The promise (and pitfalls) of the purpose pivot
Anine de Wet of Cache Studio on the creative industry’s reckoning with authenticity, impact, and uncomfortable truths
The New Language of Branding: From Market Share to Meaning
The creative industry is undergoing a transformation. What was once a conversation dominated by metrics like margins and media buys has evolved into a dialogue about values, authenticity, and social impact. According to Anine de Wet, Client Relationship Lead at Cache Studio, the era of purpose-led branding is here — but it comes with hard questions.
“You can’t sit through a pitch without hearing how brand storytelling can ‘change the world,’” she says. “But is this shift real — or just another buzzword we’re packaging into our decks?”
Purpose as Trend vs. Purpose as Practice
Saying a brand has purpose is easy. Proving it — and living it — is far more difficult.
At Cache, where brand storytelling is a central craft, the team is reckoning with this complexity. Clients want to align with culture, appear inclusive and ethical, and make a quick impact. But according to de Wet, the desire to “do good” is often tangled with the need to protect the bottom line.
“That’s PR, not purpose,” she notes. “Real purpose asks brands to confront uncomfortable truths. It demands agencies challenge their clients, not just charm them.”
Braver Conversations: Managing Client Expectations
Purpose-led work isn’t a KPI. It’s a commitment.
Clients often expect purpose-driven campaigns to go viral while keeping shareholders happy. But true purpose work is slow, iterative, and frequently invisible at first. Cache Studio has learned that meaningful campaigns begin with difficult conversations.
“Putting a Pride logo on your homepage isn’t allyship,” de Wet explains. “And one CSI initiative won’t erase labour issues. Our job is to push for honesty — even when it’s not sexy.”

************

# TASKS
[1] In the article on purpose-led branding, swap "culture" for "community" and write out everything from "At Cache, where" down to "the bottom line.".
[2] What is Anine de Wet's job title at Cache Studio, according to the article on purpose-led branding?
[3] Take the article on purpose-led branding further, picking up right after its last sentence.
The records aren't needed for anything here.

(Records taken from a collection)

************

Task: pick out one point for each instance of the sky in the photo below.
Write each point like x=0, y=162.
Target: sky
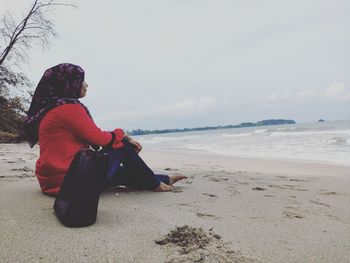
x=160, y=64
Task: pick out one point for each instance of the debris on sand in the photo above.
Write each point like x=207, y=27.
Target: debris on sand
x=198, y=245
x=187, y=238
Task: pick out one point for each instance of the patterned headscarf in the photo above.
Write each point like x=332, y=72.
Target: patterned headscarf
x=59, y=85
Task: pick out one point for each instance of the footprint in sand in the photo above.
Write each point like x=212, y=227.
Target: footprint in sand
x=292, y=212
x=317, y=202
x=218, y=179
x=202, y=215
x=233, y=190
x=176, y=190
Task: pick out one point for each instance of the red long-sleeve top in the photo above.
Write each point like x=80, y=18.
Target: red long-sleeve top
x=64, y=131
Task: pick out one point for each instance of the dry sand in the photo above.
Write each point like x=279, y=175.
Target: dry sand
x=250, y=211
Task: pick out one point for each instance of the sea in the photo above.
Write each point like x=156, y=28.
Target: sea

************

# ANSWERS TO THE TASKS
[1]
At Cache, where brand storytelling is a central craft, the team is reckoning with this complexity. Clients want to align with community, appear inclusive and ethical, and make a quick impact. But according to de Wet, the desire to “do good” is often tangled with the need to protect the bottom line.

[2] Client Relationship Lead

[3]
For startups especially, staying true to a purpose-led vision means turning away from easy wins — including partnerships that don’t align with deeper values.
The Audience Isn’t Naïve — They’re Vigilant
Millennials and Gen Z aren’t just receptive to purpose — they scrutinize it. Raised in a saturated media landscape, these audiences are highly attuned to what’s genuine and what’s performative.
“They’re not waiting to be inspired — they’re waiting to be convinced,” de Wet says. “And that takes credibility and consistency, not cookie-cutter campaigns with soft filters and generic voiceovers.”
Creativity That Cuts Through the Clutter
The irony of the purpose pivot is that the more brands talk about impact, the more diluted the messaging can become. According to de Wet, real purpose is often provocative. It doesn’t seek to appease everyone — it seeks to matter.
“Purpose has sharp edges. It asks questions. It provokes. To stand out, brands need creative bravery — and agencies need to stop playing it safe.”
Cache advocates for fewer, bolder ideas that let the work speak louder than the marketing. Sometimes, the most impactful campaign is one where a brand simply walks the talk — quietly.
Can the Purpose Pivot Work? Only if We Earn It
For de Wet, the answer is yes — the pivot is possible. But not without honesty, patience, and a willingness to challenge the status quo, including within the agency itself.
“We need to ask ourselves: are we helping brands create impact, or are we just making it look good?”
In South Africa, where purpose-led work has long been a ticket to international awards, the pressure to engineer social-good campaigns has sometimes overshadowed authenticity. But globally, the tide is turning.
“The world is no longer rewarding work that looks like it was made for judges,” she reflects. “They’re rewarding truth. And that’s where we want to be.”
The Final Word: Less Spin, More Substance
The purpose pivot isn’t a campaign. It’s a discipline. It means telling fewer stories, but telling them with conviction. It means choosing real over viral — and giving clients more than applause-worthy taglines.
At Cache Studio, de Wet says the team is committed to making work that earns its impact.
“We believe in purpose — not as a pitch point, but as a practice. And we’ll keep holding ourselves and our partners to that standard. Because the work can be good and do good. But only if we mean it.”